Pandemi Corona atau disebut juga dengan Covid-19 memaksa masyarakat dunia untuk memaknai sebuah hidup, tujuan pembelajaran dan nilai kemanusiaan. Pandemi yang terjadi secara global ini membuat kebiasaan umat manusia yang serba cepat seketika berubah, pekerjaan dihentikan dan segala aktivitas yang biasa dilakukan masyarakat sehari-harinya.
Namun, dengan adanya pandemi ini membua kita untuk sejenak bernafas, berhenti dari sistem yang melingkar serta melihat kembali kehidupan, keluarga dan lingkungan sekitar yang sering kali diabaikan.
Seperti yang kita semua ketahui bahwa persebaran virus Corona ini sangatlah cepat dan menjalar ke sejumlah negara yang diawali dari negara China tepatnya di Kota Wuhan. Hingga tersebar pula di Indonesia yang bermula dari seorang ibu dan anak yang merupakan warga Depok berusia 61 dan 31 tahun. Yang berinteraksi dengan warga negara Jepang yang telah tertular virus corona sebelumnya, sehingga tertular pula lah ibu dan anak tersebut.
Dari awal persebarannya di Indonesia, virus Corona atau Covid-19 ini telah menyerang ribuan orang dan menewaskan ratusan orang diantaranya. Untuk mencegah lebih banyak korban dari virus ini, pemerintah membuat kebijakan social distancing atau di Indonesia lebih dikenal dengan physical distancing (menjaga jarak fisik).
Kemudian, Kementrian Pendidikan dan Kebudayaan (Kemendikbud) merespon dengan kebijakan belajar dari rumah, melalui pembelajaran daring dan disusul dengan peniadaan Ujian Nasional untuk tahun ini.

# Data Sumber

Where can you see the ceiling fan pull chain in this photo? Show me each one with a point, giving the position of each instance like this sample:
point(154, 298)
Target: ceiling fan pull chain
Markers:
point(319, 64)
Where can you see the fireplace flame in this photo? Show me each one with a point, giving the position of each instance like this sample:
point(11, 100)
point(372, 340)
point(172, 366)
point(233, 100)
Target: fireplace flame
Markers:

# Perintah Soal
Menurut teks bacaan tentang pandemi Corona, di kota mana persebaran virus Corona bermula? Jawablah hanya berdasarkan teks bacaan.

# Jawaban Soal
Di Kota Wuhan, China.